» ACTIVITY
Could you write out the data again, from the start of the data through the line that contains "rough mask: <svg", with every "rough mask" swapped for "coarse mask" and nothing else changed? Leave the pictures out.

=== GIVEN DATA ===

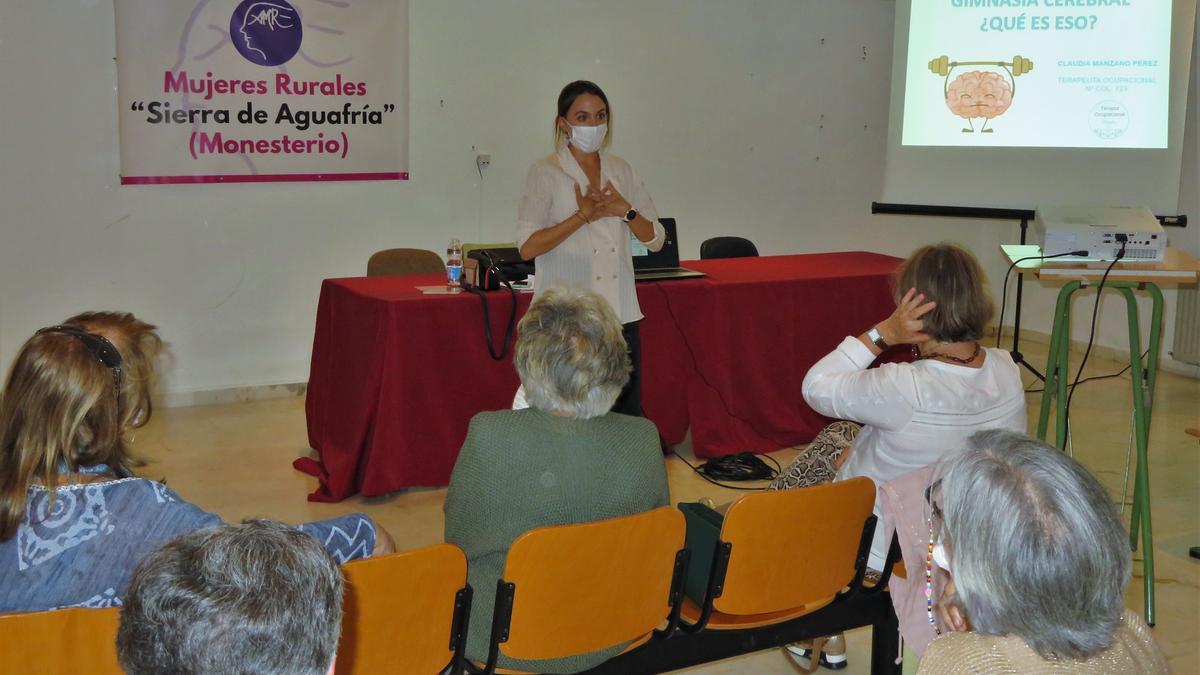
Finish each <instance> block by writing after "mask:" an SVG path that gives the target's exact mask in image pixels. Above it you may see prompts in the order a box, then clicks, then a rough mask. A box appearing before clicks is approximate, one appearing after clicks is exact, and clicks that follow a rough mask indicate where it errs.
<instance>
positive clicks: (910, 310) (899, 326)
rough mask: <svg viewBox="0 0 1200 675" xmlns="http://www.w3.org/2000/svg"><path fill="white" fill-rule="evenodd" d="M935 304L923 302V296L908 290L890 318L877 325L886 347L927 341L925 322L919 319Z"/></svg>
mask: <svg viewBox="0 0 1200 675" xmlns="http://www.w3.org/2000/svg"><path fill="white" fill-rule="evenodd" d="M936 306H937V303H934V301H929V303H926V301H925V294H924V293H918V292H917V289H916V288H910V289H908V292H907V293H905V294H904V298H900V301H899V303H898V304H896V309H895V311H894V312H892V316H889V317H888V318H886V319H883V321H882V322H881V323H880V324H878V329H880V334H881V335H882V336H883V340H884V341H887V344H888V345H916V344H919V342H924V341H926V340H929V335H928V334H926V333H925V331H924V330H925V322H924V321H922V318H920V317H923V316H925V315H926V313H929V312H931V311H932V310H934V307H936Z"/></svg>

===

» RESPONSE TO THIS EXERCISE
Finish each <instance> block by writing after "mask:" an SVG path that gives the target's exact mask in image pixels. Above it you may see prompts in the order a box, then clicks, then a coarse mask. A box appearing before clicks is approximate, one appearing after clicks is exact, and clicks that follow a coarse mask indicate where it errs.
<instance>
positive clicks: (910, 310) (899, 326)
coarse mask: <svg viewBox="0 0 1200 675" xmlns="http://www.w3.org/2000/svg"><path fill="white" fill-rule="evenodd" d="M935 304L923 302V296L908 290L890 318L877 325L886 347L927 341L925 322L919 319Z"/></svg>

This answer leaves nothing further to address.